───── TEXTE CHOISI

Exposition Louis Vuitton - Marc Jacobs : un goût de fin de la mode

Je suis donc retournée aux Arts Déco voir cette fameuse exposition. J'ai vu. J'ai pas aimé. Pire, je suis ressortie avec l'envie de pleurer et en me disant que si c'est ça la mode d'aujourd'hui, je ne veux plus en parler ni m'y intéresser.
Je n'ai pas eu l'impression de visiter une exposition mais d'entrer dans une pub géante pour un lavage de cerveau façon nord-coréenne. Vous me trouvez sûrement / peut-être violente...
Développons.
Selon les Arts Décoratifs, l'exposition met en parallèle le labeur ingénieux de Louis Vuitton, fondateur de la marque dans les années 1850 et la créativité débridée de Marc Jacobs :
"Cette exposition présente l’histoire de deux personnalités, Louis Vuitton et Marc Jacobs (directeur artistique de la maison Louis Vuitton), et met en évidence leurs contributions à l’univers de la mode. Comment ont-ils su s’inscrire dans leur époque respective pour innover et faire avancer toute une industrie ? De quelle façon ces deux hommes, avec leur langage propre se sont-ils appropriés les phénomènes et codes culturels afin d’écrire l’histoire de la mode ? 
Plutôt analyse que rétrospective, cette mise en scène Vuitton-Jacobs permet d'éclairer le système de la mode durant ces deux périodes que sont l'industrialisation de la fin du XIX° siècle et la globalisation du début du XXI° siècle. Y sont évoqués les métiers d’art, les avancées techniques, les créations stylistiques et les collaborations artistiques."  - source : site des Arts Décoratifs.

──────────
───── EXTRAIT DE DONNÉES

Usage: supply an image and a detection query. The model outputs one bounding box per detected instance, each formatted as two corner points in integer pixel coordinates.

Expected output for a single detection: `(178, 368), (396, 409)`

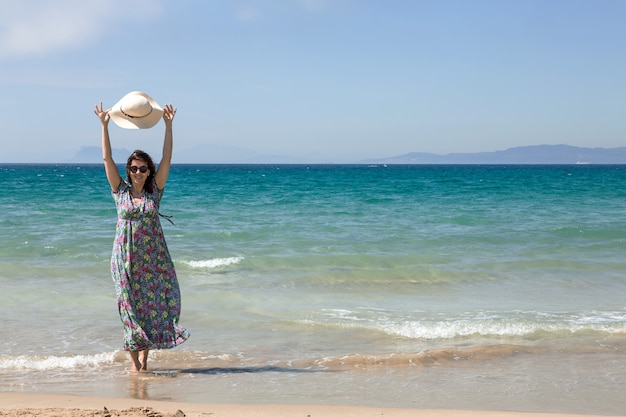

──────────

* [SÉRIE D'EXERCICES]
1. D'après le texte sur l'exposition Louis Vuitton - Marc Jacobs, à quelle époque Louis Vuitton a-t-il fondé sa marque ?
2. Recopiez le passage du texte sur l'exposition Louis Vuitton - Marc Jacobs depuis « Exposition Louis Vuitton » jusqu'à « Développons. » inclus.

* [LISTE DES RÉPONSES]
1. Dans les années 1850.

2.
Exposition Louis Vuitton - Marc Jacobs : un goût de fin de la mode

Je suis donc retournée aux Arts Déco voir cette fameuse exposition. J'ai vu. J'ai pas aimé. Pire, je suis ressortie avec l'envie de pleurer et en me disant que si c'est ça la mode d'aujourd'hui, je ne veux plus en parler ni m'y intéresser.
Je n'ai pas eu l'impression de visiter une exposition mais d'entrer dans une pub géante pour un lavage de cerveau façon nord-coréenne. Vous me trouvez sûrement / peut-être violente...
Développons.